*** Block opens ***
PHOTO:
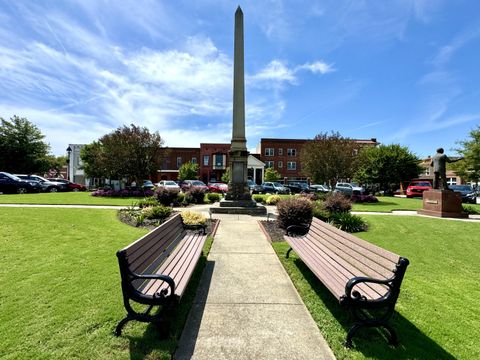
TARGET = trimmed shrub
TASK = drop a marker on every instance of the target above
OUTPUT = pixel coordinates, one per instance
(156, 212)
(259, 198)
(337, 202)
(471, 209)
(213, 197)
(273, 199)
(195, 195)
(147, 202)
(193, 218)
(166, 196)
(294, 211)
(347, 222)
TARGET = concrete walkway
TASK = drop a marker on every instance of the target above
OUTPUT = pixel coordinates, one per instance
(246, 306)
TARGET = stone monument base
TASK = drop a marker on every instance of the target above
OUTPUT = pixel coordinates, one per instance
(442, 203)
(249, 207)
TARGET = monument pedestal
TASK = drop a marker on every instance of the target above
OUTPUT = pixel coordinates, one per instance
(442, 203)
(249, 207)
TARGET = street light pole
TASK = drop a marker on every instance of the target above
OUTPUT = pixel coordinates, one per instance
(69, 151)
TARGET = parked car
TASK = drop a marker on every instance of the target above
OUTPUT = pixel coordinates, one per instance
(168, 184)
(320, 188)
(468, 194)
(274, 188)
(416, 188)
(218, 187)
(147, 185)
(188, 184)
(71, 186)
(11, 184)
(47, 186)
(254, 188)
(349, 189)
(297, 187)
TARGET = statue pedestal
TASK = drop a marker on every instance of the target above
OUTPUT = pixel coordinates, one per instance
(442, 203)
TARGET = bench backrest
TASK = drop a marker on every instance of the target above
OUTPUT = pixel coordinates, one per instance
(148, 252)
(363, 258)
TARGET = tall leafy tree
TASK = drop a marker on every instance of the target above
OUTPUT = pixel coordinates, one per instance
(469, 168)
(386, 165)
(22, 147)
(129, 151)
(328, 158)
(188, 171)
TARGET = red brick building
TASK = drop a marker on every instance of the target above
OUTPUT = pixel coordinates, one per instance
(283, 155)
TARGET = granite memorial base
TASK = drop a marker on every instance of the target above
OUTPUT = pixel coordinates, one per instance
(442, 203)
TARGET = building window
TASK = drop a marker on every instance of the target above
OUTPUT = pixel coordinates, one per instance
(452, 181)
(291, 165)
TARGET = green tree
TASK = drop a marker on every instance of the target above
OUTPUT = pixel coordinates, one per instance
(386, 165)
(272, 175)
(22, 147)
(469, 168)
(226, 176)
(188, 171)
(129, 151)
(329, 158)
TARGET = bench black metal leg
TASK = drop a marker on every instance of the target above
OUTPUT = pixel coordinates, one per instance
(121, 324)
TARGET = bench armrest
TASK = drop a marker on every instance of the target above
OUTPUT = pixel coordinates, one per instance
(301, 229)
(165, 278)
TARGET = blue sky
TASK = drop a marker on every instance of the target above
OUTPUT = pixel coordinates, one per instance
(402, 71)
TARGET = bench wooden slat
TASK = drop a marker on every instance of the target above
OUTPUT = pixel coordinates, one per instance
(331, 273)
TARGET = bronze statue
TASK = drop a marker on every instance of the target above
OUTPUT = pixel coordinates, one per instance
(439, 161)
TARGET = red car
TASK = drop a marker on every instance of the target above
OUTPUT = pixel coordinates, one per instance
(218, 187)
(71, 186)
(416, 188)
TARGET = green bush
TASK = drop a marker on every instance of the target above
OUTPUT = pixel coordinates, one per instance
(347, 222)
(166, 196)
(195, 195)
(147, 202)
(294, 211)
(259, 198)
(471, 209)
(336, 202)
(213, 197)
(156, 212)
(273, 199)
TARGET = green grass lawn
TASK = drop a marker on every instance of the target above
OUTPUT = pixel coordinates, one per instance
(437, 315)
(60, 295)
(65, 198)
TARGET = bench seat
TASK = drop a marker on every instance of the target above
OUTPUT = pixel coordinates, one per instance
(156, 269)
(360, 275)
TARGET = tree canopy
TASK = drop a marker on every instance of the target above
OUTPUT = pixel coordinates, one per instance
(129, 151)
(469, 168)
(188, 171)
(386, 165)
(22, 147)
(328, 158)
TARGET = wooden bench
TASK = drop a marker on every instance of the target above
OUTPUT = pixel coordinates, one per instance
(156, 269)
(363, 277)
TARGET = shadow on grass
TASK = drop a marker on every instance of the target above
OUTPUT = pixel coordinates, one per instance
(372, 343)
(150, 344)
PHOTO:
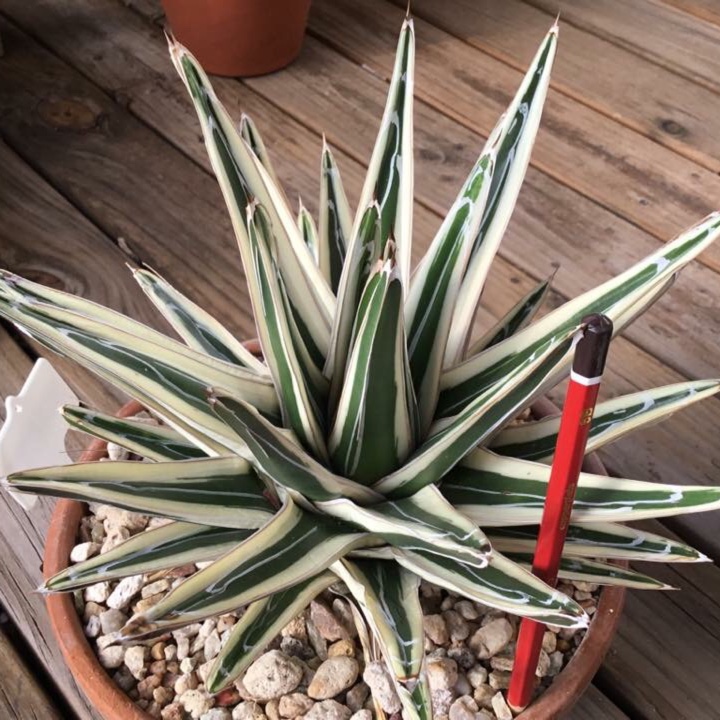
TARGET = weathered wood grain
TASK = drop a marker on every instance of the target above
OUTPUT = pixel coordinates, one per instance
(329, 94)
(153, 93)
(707, 10)
(43, 238)
(617, 167)
(551, 222)
(21, 697)
(593, 705)
(20, 569)
(128, 181)
(670, 38)
(618, 83)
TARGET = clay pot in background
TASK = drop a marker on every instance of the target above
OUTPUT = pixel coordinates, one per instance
(239, 37)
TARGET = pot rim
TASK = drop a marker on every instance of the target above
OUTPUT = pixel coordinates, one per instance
(114, 704)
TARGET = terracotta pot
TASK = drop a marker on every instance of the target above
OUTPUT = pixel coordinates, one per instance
(239, 37)
(113, 704)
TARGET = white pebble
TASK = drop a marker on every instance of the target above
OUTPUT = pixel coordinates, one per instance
(490, 639)
(83, 551)
(97, 593)
(217, 714)
(195, 702)
(135, 660)
(111, 657)
(93, 627)
(500, 706)
(112, 620)
(125, 591)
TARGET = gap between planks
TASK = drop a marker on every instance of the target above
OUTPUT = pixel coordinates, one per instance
(650, 100)
(500, 291)
(672, 39)
(647, 185)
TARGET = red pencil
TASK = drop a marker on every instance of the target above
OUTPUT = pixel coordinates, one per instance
(588, 365)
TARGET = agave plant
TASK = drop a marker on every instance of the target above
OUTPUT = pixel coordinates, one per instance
(372, 440)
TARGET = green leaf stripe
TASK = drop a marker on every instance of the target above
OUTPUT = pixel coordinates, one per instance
(620, 298)
(294, 546)
(518, 317)
(495, 491)
(601, 540)
(243, 178)
(601, 573)
(283, 460)
(213, 491)
(335, 220)
(437, 281)
(195, 326)
(517, 130)
(299, 410)
(478, 420)
(259, 624)
(150, 441)
(376, 393)
(163, 548)
(612, 420)
(424, 520)
(502, 584)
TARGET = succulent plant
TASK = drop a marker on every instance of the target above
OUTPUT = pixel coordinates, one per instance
(372, 443)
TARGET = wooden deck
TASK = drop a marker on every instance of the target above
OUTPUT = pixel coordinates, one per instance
(101, 156)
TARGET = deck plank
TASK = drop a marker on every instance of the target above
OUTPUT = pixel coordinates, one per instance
(707, 10)
(670, 38)
(550, 222)
(21, 697)
(133, 136)
(593, 705)
(20, 570)
(154, 94)
(617, 167)
(624, 86)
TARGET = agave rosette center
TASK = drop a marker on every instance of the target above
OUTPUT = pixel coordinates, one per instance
(373, 443)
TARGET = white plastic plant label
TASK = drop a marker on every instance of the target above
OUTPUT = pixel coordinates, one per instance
(34, 431)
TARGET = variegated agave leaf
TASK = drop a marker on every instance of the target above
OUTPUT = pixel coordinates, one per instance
(371, 443)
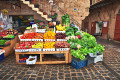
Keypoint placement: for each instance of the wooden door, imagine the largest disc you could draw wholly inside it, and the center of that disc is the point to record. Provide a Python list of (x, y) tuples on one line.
[(86, 24), (117, 28), (93, 28), (105, 29)]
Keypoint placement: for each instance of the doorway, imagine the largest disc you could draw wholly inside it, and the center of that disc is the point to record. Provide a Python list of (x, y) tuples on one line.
[(99, 25)]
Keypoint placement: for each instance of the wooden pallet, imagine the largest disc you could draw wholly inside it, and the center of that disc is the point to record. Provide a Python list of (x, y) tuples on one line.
[(67, 55)]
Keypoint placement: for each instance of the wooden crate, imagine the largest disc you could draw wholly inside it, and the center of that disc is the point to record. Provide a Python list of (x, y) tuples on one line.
[(67, 55)]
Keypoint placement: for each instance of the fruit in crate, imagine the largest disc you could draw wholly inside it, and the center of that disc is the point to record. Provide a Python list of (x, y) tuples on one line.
[(50, 23), (49, 45), (25, 45), (29, 27), (37, 45), (2, 42), (1, 37), (60, 35), (11, 31), (60, 27), (28, 36), (38, 36), (62, 45), (9, 36), (32, 36), (49, 35)]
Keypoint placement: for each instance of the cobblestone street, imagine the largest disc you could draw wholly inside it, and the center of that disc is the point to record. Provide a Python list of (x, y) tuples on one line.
[(9, 70)]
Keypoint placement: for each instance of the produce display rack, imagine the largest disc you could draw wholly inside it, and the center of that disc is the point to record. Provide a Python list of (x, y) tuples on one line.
[(67, 55), (9, 48)]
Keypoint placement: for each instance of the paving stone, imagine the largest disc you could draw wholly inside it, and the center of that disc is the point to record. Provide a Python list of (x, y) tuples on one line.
[(6, 77), (61, 77), (67, 75), (24, 78), (67, 78), (31, 78), (9, 70), (39, 78), (19, 77), (73, 74)]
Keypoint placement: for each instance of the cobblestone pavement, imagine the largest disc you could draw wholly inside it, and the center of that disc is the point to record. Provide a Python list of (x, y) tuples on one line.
[(111, 54), (9, 70)]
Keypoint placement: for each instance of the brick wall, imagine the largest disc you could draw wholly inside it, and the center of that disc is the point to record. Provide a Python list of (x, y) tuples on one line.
[(25, 10)]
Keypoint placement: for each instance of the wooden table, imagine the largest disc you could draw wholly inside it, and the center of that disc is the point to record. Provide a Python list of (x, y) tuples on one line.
[(67, 55)]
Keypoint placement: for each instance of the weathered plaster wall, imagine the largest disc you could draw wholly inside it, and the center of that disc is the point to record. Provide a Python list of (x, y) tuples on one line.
[(81, 6), (107, 13), (25, 10)]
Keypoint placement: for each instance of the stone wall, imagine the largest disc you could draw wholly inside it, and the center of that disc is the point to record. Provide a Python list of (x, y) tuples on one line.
[(81, 6), (25, 10)]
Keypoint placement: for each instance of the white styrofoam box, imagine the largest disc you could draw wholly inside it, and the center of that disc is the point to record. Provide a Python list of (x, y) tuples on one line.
[(62, 49), (24, 39), (98, 58), (60, 31), (58, 55), (31, 62), (61, 40), (49, 39), (34, 26), (52, 49), (2, 52), (37, 39), (41, 30), (21, 50), (34, 49)]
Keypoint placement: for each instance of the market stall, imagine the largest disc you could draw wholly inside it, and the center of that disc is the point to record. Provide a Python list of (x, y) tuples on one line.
[(8, 36), (64, 42), (8, 41)]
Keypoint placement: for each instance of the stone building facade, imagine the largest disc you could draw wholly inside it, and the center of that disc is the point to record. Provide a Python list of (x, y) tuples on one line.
[(24, 10), (108, 12)]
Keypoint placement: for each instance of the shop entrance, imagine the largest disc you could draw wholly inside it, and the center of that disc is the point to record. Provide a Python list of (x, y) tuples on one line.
[(117, 28), (99, 25), (20, 22)]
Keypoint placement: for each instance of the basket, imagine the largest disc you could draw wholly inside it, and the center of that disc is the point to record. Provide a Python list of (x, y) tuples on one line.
[(24, 39), (62, 49), (52, 49)]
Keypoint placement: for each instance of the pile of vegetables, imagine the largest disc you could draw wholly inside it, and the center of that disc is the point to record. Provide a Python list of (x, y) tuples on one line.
[(60, 27), (62, 45), (66, 20), (82, 43), (49, 35)]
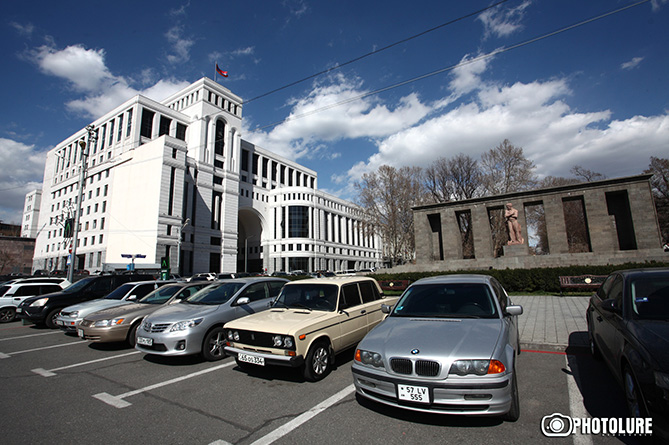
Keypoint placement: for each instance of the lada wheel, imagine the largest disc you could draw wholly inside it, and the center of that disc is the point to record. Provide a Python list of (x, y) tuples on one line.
[(50, 319), (7, 314), (213, 344), (318, 363)]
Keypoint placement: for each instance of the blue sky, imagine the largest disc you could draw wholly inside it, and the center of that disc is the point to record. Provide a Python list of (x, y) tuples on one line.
[(596, 95)]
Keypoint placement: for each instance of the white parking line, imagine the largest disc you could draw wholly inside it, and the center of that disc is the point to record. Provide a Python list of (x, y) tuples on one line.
[(118, 402), (576, 406), (51, 372), (10, 354), (31, 335), (304, 417)]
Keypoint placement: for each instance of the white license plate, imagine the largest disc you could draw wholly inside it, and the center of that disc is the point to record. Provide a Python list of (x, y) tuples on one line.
[(419, 394), (251, 359), (144, 341)]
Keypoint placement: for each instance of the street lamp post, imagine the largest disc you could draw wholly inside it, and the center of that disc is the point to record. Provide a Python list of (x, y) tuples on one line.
[(92, 138)]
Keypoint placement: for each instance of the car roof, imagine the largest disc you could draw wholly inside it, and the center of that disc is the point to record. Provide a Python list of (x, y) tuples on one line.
[(455, 278), (338, 281)]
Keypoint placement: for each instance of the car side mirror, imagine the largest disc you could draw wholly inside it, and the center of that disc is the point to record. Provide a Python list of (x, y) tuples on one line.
[(611, 305), (243, 300)]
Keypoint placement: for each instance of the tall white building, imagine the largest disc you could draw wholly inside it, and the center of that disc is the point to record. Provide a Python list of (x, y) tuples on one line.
[(175, 179)]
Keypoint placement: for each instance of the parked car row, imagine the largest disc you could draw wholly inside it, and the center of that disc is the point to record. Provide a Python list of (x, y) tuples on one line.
[(447, 345)]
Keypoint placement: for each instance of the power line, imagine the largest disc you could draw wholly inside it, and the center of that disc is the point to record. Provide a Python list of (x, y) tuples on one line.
[(340, 65), (452, 67)]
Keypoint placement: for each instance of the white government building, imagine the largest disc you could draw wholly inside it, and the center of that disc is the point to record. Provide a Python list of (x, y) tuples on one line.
[(175, 179)]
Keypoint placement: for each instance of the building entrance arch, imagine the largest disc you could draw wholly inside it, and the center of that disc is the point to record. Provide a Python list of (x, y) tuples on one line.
[(249, 242)]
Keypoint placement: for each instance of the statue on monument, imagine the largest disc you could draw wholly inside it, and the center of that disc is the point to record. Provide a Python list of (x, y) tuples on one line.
[(513, 226)]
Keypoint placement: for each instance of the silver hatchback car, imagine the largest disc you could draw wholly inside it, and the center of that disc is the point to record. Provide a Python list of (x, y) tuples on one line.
[(448, 346), (195, 326)]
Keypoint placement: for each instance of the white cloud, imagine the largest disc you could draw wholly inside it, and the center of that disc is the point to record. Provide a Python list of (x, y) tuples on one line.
[(25, 30), (502, 21), (23, 170), (86, 72), (632, 63), (335, 111), (180, 45), (83, 68)]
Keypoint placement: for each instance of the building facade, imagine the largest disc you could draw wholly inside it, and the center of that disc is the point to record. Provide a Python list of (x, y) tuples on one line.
[(174, 179)]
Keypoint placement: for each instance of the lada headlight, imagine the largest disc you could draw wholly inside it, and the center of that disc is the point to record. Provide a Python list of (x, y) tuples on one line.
[(369, 358), (108, 323), (477, 367), (39, 303), (282, 341), (183, 325)]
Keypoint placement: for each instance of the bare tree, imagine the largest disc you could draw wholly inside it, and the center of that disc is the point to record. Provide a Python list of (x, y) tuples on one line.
[(585, 175), (453, 179), (659, 168), (505, 169), (387, 197)]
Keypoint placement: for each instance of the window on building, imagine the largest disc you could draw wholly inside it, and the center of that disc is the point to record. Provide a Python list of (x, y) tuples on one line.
[(181, 132), (129, 126), (146, 128), (164, 127), (219, 142)]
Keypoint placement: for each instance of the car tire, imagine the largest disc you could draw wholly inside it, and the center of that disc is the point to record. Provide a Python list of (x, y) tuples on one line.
[(318, 363), (50, 320), (132, 334), (212, 346), (514, 411), (7, 314), (633, 397)]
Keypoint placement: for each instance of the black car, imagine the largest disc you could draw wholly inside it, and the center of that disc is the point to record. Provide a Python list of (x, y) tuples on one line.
[(42, 310), (628, 326)]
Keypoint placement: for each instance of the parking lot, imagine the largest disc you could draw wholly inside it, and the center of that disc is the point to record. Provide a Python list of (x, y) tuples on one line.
[(60, 389)]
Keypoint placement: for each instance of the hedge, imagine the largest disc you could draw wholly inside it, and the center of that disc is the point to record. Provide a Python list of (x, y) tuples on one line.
[(526, 280)]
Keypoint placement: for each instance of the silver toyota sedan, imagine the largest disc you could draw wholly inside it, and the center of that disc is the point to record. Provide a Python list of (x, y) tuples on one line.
[(448, 346), (195, 326)]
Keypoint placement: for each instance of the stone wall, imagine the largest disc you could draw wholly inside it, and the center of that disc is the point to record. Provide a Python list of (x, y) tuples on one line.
[(619, 219)]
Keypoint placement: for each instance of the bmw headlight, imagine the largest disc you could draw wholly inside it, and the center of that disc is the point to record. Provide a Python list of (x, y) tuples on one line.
[(477, 367), (39, 303), (369, 358), (108, 323), (183, 325), (282, 341)]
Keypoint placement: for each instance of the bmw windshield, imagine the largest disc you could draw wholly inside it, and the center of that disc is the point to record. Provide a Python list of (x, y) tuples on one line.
*** Block closes ***
_What the task requires_
Only the lines from the start of the material through the line containing "TARGET = granite memorial base" should be transcribed. Pictures stay out.

_Problem solution_
PHOTO:
TARGET = trimmed shrub
TASK = drop a marker on every instance of the target above
OUTPUT = pixel coordinates, one per instance
(156, 212)
(259, 198)
(337, 202)
(471, 209)
(213, 197)
(273, 199)
(195, 195)
(147, 202)
(193, 218)
(166, 196)
(294, 211)
(347, 222)
TARGET = concrete walkway
TASK = drop a marker on every instance of the target above
OUTPUT = pixel coordinates, one per instance
(246, 306)
TARGET = stone monument base
TASK = drop a marker on every instance of the target above
OUTPUT = pixel coordinates, one per instance
(442, 203)
(249, 207)
TARGET = monument pedestal
TASK = drop a marker on every instance of the target above
OUTPUT = pixel coordinates, one per instance
(442, 203)
(249, 207)
TARGET = street light pole
TASK = drop a marker on every instance of the target above
OUTPUT = pixel coordinates, one per instance
(69, 151)
TARGET = parked car
TASK = drop a marker on every instance of the target above
OUTPUT = pixel coordinates, one per instance
(168, 184)
(320, 188)
(468, 194)
(274, 188)
(416, 188)
(218, 187)
(147, 185)
(188, 184)
(71, 186)
(11, 184)
(47, 186)
(254, 188)
(349, 189)
(297, 187)
TARGET = statue pedestal
TASK = drop a marker on every instance of the target above
OUTPUT = pixel coordinates, one per instance
(442, 203)
TARGET = bench backrest
TASK = drop a marker on every instance of the target above
OUTPUT = pixel coordinates, one per instance
(148, 252)
(363, 258)
TARGET = tall leafy tree
TASK = drop a marker on every instance of the target above
OUTPUT = pixel coordinates, one per instance
(469, 168)
(386, 165)
(22, 147)
(129, 151)
(328, 158)
(188, 171)
TARGET = red brick building
TASK = drop a marker on every instance of the target above
OUTPUT = pixel coordinates, one per instance
(283, 155)
TARGET = granite memorial base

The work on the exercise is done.